Annotated coordinate entries

****************************************

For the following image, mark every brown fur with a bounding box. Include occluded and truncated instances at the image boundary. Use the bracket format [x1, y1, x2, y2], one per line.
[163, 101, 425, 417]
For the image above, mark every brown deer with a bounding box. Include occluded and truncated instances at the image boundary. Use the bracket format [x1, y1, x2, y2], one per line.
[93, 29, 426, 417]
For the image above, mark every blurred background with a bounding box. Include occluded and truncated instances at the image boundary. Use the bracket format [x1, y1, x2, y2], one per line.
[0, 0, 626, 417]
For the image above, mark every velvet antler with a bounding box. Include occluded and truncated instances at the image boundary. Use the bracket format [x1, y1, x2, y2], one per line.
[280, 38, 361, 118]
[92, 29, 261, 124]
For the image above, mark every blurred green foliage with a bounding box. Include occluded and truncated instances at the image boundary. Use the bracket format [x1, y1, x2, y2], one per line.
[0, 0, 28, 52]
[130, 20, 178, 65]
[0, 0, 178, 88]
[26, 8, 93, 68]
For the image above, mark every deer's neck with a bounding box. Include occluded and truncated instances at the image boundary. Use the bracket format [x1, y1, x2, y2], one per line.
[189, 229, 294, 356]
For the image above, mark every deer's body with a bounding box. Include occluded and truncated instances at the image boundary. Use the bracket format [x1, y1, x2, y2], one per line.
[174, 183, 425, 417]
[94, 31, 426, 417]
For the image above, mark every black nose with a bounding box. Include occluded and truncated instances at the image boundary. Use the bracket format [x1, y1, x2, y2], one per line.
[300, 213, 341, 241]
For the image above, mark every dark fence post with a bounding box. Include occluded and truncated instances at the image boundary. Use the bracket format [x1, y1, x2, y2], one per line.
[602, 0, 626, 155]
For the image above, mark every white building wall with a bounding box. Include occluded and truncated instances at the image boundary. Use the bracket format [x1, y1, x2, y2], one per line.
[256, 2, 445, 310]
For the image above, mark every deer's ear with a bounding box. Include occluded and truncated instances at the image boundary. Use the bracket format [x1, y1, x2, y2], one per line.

****************************************

__Exercise prompt__: Reproduce all of the entries above verbatim, keeping every line unchanged and in its original order.

__Answer__:
For the following image, mark every brown fur with a bounding box. Include occluded and truncated instances at the image boundary. Use the bracket format [x1, y1, x2, y2], one per line.
[163, 101, 425, 417]
For the image above, mark every brown deer with a bounding box. Include occluded and truncated instances at the image boundary. Use the bracket format [x1, y1, x2, y2], one per line.
[93, 29, 426, 417]
For the image above, mark every blurred background with a bounding box. Include occluded and truncated instances at the image boundary. Use the bracket format [x1, y1, x2, y2], one per line.
[0, 0, 626, 417]
For the image above, mark every velvet antler with a bounding box. Include occluded and truncated instances at the image boundary. Use the bracket format [x1, y1, x2, y2], one per line.
[280, 38, 361, 118]
[92, 29, 261, 124]
For the image above, mark every blurred green foliage with a bounding box. Include occluded and truncated instances at the image boundary. Use the bracket format [x1, y1, x2, y2], one per line.
[0, 0, 28, 52]
[130, 20, 178, 65]
[0, 0, 178, 88]
[26, 8, 93, 68]
For the image above, mark every deer's neck with a bounding box. Include occluded and truncated instances at the image boundary. Use the bracket format [x1, y1, x2, y2], one per line.
[189, 229, 294, 356]
For the image above, mark every deer's body with a bounding box. Include occluded and truncated instances at the image boundary. Use the bracket format [x1, y1, x2, y2], one per line.
[174, 183, 425, 417]
[94, 31, 426, 417]
For the image above, mark every black nose with a bounding box. Include occluded and truncated instances at the image boundary. Use the bracket format [x1, y1, x2, y2], one per line.
[300, 213, 341, 241]
For the image above, mark every dark fence post with a bounding box. Include occluded and truncated instances at the image boundary. Use the bracket format [x1, y1, x2, y2], one per line.
[602, 0, 626, 155]
For the image above, mark every white building wall with a bounding box. Include occluded and truncated instances at the image boundary. Use the bracket format [x1, y1, x2, y2], one per line.
[256, 2, 445, 310]
For the image above, mark every deer's ear with a bounding box. Include occluded and truncated instances at the image boundary. Use the bracket format [x1, y1, x2, y2], one per line.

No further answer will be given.